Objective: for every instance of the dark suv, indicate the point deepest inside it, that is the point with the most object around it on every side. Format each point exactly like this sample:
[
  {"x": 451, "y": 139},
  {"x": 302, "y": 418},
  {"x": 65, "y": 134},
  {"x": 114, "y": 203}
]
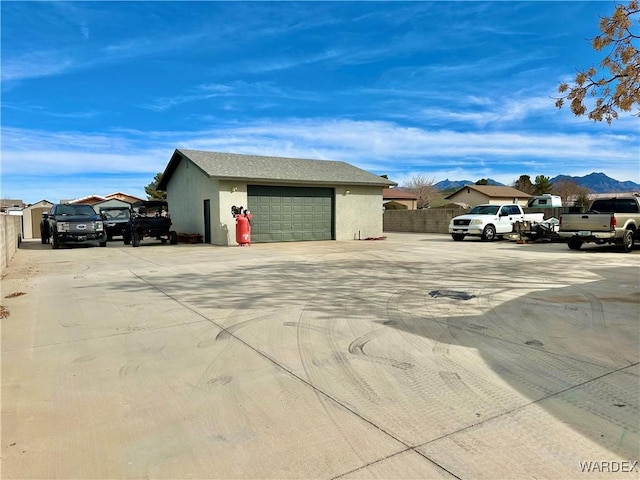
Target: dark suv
[
  {"x": 116, "y": 222},
  {"x": 73, "y": 224}
]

→ AIM
Put these lines into a Markdown table with a "No." column for the row number and a "Line" column for the line, skipping any blank lines and leaving out the pictures.

→ RESULT OF THE EXERCISE
| No. | Line |
|---|---|
| 1 | Objective: for every instance of the dark suv, indicate the point deepest inside it, that is the point with the most object around it on every side. Format each point exactly like this sample: |
| 2 | [ |
| 3 |   {"x": 451, "y": 139}, |
| 4 |   {"x": 302, "y": 418}, |
| 5 |   {"x": 65, "y": 134}, |
| 6 |   {"x": 114, "y": 203} |
| 7 | ] |
| 8 | Target: dark suv |
| 9 | [ |
| 10 |   {"x": 116, "y": 222}, |
| 11 |   {"x": 73, "y": 224} |
| 12 | ] |